TASK BRIEF ::
Print every line of the data exactly as shown.

(Beginning of DATA)

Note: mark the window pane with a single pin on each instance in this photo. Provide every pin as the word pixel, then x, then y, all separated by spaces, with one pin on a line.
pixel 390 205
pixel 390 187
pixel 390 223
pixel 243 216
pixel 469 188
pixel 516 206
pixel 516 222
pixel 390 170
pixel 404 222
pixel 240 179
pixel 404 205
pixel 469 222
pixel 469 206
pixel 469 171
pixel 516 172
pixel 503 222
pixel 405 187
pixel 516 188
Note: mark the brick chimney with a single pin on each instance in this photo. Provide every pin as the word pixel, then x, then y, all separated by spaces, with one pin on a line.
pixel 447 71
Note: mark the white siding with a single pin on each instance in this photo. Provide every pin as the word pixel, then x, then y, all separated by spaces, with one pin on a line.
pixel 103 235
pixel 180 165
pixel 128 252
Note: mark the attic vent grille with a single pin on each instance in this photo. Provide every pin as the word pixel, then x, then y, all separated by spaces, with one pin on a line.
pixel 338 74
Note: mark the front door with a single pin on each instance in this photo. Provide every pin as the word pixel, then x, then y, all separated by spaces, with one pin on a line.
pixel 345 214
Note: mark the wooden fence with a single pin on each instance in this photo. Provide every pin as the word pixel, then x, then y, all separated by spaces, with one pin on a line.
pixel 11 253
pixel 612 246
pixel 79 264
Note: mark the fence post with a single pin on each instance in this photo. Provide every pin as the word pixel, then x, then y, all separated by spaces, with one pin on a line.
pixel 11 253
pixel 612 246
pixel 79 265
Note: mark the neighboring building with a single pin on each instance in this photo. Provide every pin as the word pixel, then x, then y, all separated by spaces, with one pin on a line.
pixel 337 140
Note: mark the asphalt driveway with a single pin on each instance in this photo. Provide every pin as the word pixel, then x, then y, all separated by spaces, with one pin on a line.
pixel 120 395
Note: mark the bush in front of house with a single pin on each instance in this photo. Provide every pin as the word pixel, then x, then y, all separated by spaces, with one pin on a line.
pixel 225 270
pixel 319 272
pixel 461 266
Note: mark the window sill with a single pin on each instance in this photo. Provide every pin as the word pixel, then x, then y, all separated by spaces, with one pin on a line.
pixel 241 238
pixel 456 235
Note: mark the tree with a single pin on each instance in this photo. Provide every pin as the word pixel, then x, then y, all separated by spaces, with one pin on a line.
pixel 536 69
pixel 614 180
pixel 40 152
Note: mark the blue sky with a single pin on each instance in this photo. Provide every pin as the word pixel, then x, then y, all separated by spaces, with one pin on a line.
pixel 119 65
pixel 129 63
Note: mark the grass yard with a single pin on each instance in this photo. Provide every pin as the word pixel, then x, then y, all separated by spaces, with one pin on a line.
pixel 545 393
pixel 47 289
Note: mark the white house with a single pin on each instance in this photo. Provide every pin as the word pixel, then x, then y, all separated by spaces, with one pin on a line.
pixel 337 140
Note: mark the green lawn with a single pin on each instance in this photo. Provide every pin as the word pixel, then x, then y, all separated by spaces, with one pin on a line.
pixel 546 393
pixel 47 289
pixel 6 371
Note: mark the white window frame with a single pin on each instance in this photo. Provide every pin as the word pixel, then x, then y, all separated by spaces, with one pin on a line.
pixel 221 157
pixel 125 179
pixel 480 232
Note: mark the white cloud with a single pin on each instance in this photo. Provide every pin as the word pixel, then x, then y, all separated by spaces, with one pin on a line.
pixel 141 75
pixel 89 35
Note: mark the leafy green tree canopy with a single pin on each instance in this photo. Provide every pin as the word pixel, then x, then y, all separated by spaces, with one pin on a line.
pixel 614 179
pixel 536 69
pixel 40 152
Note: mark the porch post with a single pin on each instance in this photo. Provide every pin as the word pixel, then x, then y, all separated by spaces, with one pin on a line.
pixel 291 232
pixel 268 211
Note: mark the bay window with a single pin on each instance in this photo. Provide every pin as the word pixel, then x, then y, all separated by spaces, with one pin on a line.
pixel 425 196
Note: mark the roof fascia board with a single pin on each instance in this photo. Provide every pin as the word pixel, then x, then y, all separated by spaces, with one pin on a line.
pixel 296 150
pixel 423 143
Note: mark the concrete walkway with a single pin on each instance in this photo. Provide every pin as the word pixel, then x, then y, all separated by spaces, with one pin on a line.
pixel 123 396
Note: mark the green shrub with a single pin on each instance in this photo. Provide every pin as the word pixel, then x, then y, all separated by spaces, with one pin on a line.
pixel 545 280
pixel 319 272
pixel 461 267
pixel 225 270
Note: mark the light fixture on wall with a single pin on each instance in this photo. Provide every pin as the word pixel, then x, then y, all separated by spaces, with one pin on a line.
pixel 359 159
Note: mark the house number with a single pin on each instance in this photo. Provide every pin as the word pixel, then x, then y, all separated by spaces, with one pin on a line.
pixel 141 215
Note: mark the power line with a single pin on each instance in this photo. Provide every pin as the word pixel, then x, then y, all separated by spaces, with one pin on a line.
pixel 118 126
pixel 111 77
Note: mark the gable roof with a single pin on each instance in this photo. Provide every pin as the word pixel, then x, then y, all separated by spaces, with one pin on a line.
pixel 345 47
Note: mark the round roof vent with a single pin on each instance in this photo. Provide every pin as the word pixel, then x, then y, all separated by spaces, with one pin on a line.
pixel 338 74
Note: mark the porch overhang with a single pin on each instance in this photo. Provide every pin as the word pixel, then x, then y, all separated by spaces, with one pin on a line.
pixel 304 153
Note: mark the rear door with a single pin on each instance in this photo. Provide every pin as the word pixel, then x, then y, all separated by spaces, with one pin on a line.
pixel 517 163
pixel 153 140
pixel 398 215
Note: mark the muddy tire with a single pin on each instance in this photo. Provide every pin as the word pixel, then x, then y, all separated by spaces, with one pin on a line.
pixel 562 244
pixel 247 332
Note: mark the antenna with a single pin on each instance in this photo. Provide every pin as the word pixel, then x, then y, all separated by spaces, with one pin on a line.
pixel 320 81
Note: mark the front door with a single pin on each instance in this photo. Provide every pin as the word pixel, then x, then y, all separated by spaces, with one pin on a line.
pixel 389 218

(End of DATA)

TASK SOLUTION ::
Note: mark the window pane with a single pin on each instance in this photo. Provide every pin as the word pixel, then x, then y, all separated by spaces, with one pin on a line.
pixel 390 205
pixel 390 187
pixel 390 223
pixel 243 216
pixel 469 188
pixel 516 206
pixel 516 222
pixel 390 170
pixel 404 222
pixel 240 179
pixel 404 205
pixel 469 222
pixel 469 206
pixel 469 171
pixel 516 172
pixel 503 222
pixel 405 187
pixel 516 188
Note: mark the brick chimney with a single pin on each instance in this photo. Provide every pin as the word pixel, then x, then y, all separated by spaces, with one pin on a line.
pixel 447 71
Note: mark the white siding with a single pin on each instance in this photo. Provide every pin as the word pixel, then x, then y, all separated by spaces, with one pin on a line.
pixel 103 235
pixel 180 165
pixel 128 252
Note: mark the attic vent grille with a single pin on each instance in this photo. Provide every pin as the word pixel, then x, then y, all separated by spaces, with one pin on a line.
pixel 338 74
Note: mark the front door with a single pin on each instance in this photo. Provide every pin as the word pixel, then x, then y, all separated by spaces, with one pin on a line.
pixel 345 214
Note: mark the wooden fence with a single pin on each instance in this photo. Provide every pin as the word pixel, then x, then y, all separated by spaces, with one pin on a line.
pixel 11 253
pixel 612 246
pixel 79 264
Note: mark the fence post with a single pin on each instance in this photo. Provide every pin as the word pixel, then x, then y, all separated by spaces, with one pin on a line.
pixel 11 253
pixel 612 246
pixel 79 265
Note: mark the neighboring building with a single pin on each instance in this photo. Provide every pin as the word pixel, then x, then y, all separated by spaces, with one pin on a line.
pixel 337 140
Note: mark the asphalt driveway with a single pin on each instance in this photo. Provide every pin as the word pixel, then x, then y, all separated by spaces, with one pin on a line.
pixel 120 395
Note: mark the bush in front of house with a single pin on each instance in this photo. Provide every pin as the word pixel, then x, then y, all separated by spaces, with one pin on a line.
pixel 225 270
pixel 319 272
pixel 461 266
Note: mark the window sill with a single pin on each instance in this photo. Provide every pin as the word pixel, then x, then y, all separated by spaces, with one pin on a line.
pixel 241 238
pixel 456 235
Note: mark the tree with a single pin on each instance in this photo. Provide every pin as the word pixel, then x, then y, all separated by spaces, with one pin on a line.
pixel 536 69
pixel 614 180
pixel 40 152
Note: mark the blue sky with a single pin on each instance in this photo. Provide every pin as the word pixel, then x, then y, all separated by spaces, with one pin on a line.
pixel 119 65
pixel 129 63
Note: mark the grass yard with a single pin on each instance in this photo. Provide every pin as the word pixel, then x, then y, all separated by spaces, with one pin on a line.
pixel 545 393
pixel 47 289
Note: mark the white house with a single pin on each instance in this photo. Provide every pin as the word pixel, then x, then y, all separated by spaces, with one pin on a line.
pixel 337 140
Note: mark the green lawn with a single pin on each instance in this photo. Provide every pin as the word pixel, then x, then y, all separated by spaces, with one pin on a line.
pixel 546 393
pixel 47 289
pixel 6 371
Note: mark the white window frame with a single pin on each instance in this photo. Provide every pin as the word pixel, then x, then y, all separated by spaces, with one pin on a line.
pixel 221 157
pixel 125 179
pixel 480 232
Note: mark the white cloud with a single pin on each instance in this photo. Provide every pin as the word pixel, then x, then y, all separated by spaces, with one pin on a line.
pixel 141 75
pixel 89 35
Note: mark the leafy green tree canopy with a single pin on each instance in this photo. Provide every pin as the word pixel, then x, then y, all separated by spaces, with one pin on a line.
pixel 614 179
pixel 536 69
pixel 40 152
Note: mark the porch post with a single pin on each instance in this photo. Provide every pin as the word pixel, then x, then y, all separated by spaces, with one pin on a line.
pixel 291 232
pixel 268 211
Note: mark the bay window with a single pin on each instance in this photo. Provide every pin as the word pixel, then x, then y, all separated by spaces, with one pin on a line.
pixel 425 196
Note: mark the roof fascia board with a single pin on each instance in this photo. Provide every pin as the word pixel, then x, then y, all separated by spaces, with one pin on a line.
pixel 296 150
pixel 423 143
Note: mark the concrete walkway with a single pin on each instance in this photo. Provide every pin as the word pixel, then x, then y, all separated by spaces, with one pin on a line.
pixel 123 396
Note: mark the green shrub with a single pin on each instance in this photo. Provide every pin as the word pixel, then x, then y, all separated by spaces, with one pin on a line.
pixel 545 280
pixel 319 272
pixel 461 267
pixel 225 270
Note: mark the light fixture on wall with a single pin on each instance in this photo. Provide every pin as the word pixel, then x, then y, all separated by spaces, with one pin on a line.
pixel 359 159
Note: mark the house number with a single pin on each instance in this photo. Provide every pin as the word pixel, then x, then y, all separated by spaces, with one pin on a line.
pixel 141 215
Note: mark the power line with a single pin on each instance in this photo. Provide every pin as the word pixel, then x, then y, all separated by spaces, with one pin on a line.
pixel 118 126
pixel 111 77
Note: mark the gable roof with a single pin on each instance in this photo. Provide every pin as the word pixel, then x, then y, all separated by spaces, with one pin on a line.
pixel 345 47
Note: mark the round roof vent with a single pin on each instance in this photo. Provide every pin as the word pixel, then x, then y, all separated by spaces, with one pin on a line.
pixel 338 74
Note: mark the porch overhang with a single pin on each instance in this photo. Provide every pin as the word pixel, then x, then y, all separated by spaces, with one pin on a line.
pixel 304 153
Note: mark the rear door with a single pin on each instance in this photo. Provide every pin as the word pixel, then x, then y, all separated by spaces, with one pin on a line.
pixel 517 163
pixel 153 140
pixel 398 215
Note: mark the muddy tire with a single pin on each instance in this photo. Provide every pin as the word pixel, then x, then y, all separated by spaces, with one pin on a line.
pixel 562 244
pixel 247 332
Note: mark the antenna with a single pin on each instance in this photo. Provide every pin as the word pixel, then x, then y, all separated by spaces, with one pin on a line.
pixel 320 81
Note: mark the front door with a single pin on each instance in this photo. Provide every pin as the word pixel, then x, then y, all separated by spaces, with one pin on a line.
pixel 389 218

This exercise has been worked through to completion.